__SOURCE EXTRACT__

Building on the Past: Future Directions for Peacekeeping
Published: Summer 1991 | By: Jane Boulden | Volume 48, No. 4
Summary
The war in the Persian Gulf, and United Nations actions in response to it, has engendered considerable discussion about the re-appearance of enforcement as a United Nations function. Chapter v it of the Charter gives the Security Council the right to use military action to enforce decisions relating to international peace and security. The use of military force in the Gulf under the auspices, although not the flag, of the United Nations has brought to the forefront the enforcement provisions of the Charter. It had been forty years since the United Nations last undertook an enforcement action – in Korea in 1950. In the meantime, it has become commonplace to think of the United Nations as using military might only in the peacekeeping sense, as a way of ending or resolving a conflict rather than participating in it.

__REQUIRED TASK__
List every publication detail given in the line directly under the title of the peacekeeping article above.

__EXTRACTED MATERIAL__

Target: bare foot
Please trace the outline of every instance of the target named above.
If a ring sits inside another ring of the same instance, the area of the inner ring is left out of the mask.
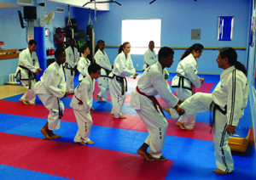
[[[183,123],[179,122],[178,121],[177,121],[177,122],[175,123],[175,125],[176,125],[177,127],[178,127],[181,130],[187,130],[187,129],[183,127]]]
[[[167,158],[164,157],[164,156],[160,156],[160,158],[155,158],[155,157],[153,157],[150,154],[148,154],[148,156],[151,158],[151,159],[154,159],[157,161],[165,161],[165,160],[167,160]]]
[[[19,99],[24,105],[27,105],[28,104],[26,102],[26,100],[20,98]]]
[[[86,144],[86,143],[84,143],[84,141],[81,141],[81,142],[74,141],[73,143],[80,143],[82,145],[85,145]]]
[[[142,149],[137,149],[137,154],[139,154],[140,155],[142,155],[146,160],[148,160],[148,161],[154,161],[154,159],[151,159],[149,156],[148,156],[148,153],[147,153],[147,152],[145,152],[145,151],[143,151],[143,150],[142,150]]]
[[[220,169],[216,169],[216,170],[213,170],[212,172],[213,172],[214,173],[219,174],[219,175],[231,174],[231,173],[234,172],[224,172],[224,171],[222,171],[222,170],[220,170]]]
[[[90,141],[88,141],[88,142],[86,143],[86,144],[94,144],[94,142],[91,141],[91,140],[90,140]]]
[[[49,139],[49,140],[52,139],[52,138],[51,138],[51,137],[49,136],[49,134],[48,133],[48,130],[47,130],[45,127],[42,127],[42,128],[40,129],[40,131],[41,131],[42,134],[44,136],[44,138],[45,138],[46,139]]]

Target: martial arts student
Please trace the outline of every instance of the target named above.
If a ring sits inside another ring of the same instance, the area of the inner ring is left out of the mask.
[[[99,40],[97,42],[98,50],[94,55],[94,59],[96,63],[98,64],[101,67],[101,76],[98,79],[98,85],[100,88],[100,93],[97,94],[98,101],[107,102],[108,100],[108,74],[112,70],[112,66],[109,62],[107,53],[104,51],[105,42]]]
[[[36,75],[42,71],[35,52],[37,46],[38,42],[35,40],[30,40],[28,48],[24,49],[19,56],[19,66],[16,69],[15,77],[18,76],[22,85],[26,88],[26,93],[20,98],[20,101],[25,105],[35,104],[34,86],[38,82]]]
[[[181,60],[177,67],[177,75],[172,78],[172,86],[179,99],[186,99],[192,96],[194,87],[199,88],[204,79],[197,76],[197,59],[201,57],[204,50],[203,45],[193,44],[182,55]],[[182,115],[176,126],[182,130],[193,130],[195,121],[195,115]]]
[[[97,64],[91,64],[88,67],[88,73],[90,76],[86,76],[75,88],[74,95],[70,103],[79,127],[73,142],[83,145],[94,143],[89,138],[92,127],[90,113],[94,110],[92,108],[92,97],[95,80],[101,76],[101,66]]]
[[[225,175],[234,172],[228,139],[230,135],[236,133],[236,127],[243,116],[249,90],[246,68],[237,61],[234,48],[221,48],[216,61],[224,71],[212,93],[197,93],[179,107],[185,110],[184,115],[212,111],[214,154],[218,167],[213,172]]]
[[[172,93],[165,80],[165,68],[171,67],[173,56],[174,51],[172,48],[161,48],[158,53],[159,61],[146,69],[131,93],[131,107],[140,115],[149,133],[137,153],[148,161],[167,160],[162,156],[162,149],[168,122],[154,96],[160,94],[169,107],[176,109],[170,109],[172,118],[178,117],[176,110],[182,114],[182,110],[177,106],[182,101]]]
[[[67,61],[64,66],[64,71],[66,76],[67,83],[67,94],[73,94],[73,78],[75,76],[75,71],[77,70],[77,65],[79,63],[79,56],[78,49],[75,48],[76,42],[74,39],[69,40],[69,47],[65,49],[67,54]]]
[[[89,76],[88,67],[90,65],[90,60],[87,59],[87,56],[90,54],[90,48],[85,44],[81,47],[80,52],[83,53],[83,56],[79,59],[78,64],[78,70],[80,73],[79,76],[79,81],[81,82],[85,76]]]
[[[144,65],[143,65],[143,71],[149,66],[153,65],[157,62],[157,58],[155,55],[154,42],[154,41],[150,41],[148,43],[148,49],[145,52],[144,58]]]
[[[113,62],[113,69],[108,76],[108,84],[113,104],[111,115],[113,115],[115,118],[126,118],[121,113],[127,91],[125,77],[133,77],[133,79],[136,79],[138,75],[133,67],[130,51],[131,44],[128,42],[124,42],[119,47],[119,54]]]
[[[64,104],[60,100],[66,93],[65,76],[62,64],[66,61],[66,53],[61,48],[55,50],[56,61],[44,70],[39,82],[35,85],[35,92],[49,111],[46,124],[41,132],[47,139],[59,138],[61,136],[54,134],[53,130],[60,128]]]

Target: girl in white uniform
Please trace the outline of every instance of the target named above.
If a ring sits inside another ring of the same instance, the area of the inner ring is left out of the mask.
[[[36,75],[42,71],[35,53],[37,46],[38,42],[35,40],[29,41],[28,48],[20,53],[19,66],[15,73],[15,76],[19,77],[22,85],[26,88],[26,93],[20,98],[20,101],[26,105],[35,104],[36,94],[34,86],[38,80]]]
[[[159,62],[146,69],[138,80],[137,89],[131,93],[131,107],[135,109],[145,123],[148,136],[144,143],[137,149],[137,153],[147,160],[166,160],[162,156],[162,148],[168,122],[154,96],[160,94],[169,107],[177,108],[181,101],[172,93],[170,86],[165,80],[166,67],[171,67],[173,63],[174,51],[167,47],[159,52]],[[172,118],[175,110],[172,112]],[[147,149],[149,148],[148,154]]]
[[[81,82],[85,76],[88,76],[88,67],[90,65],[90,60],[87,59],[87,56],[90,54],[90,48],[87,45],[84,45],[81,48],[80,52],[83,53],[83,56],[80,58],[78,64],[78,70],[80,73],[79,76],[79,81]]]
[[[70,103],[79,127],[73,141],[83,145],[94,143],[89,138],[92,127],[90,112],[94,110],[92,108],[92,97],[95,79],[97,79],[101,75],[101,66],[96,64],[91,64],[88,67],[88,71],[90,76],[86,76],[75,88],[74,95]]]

__RESPONSE TO THIS TASK__
Published: Summer 1991
By: Jane Boulden
Volume 48
No. 4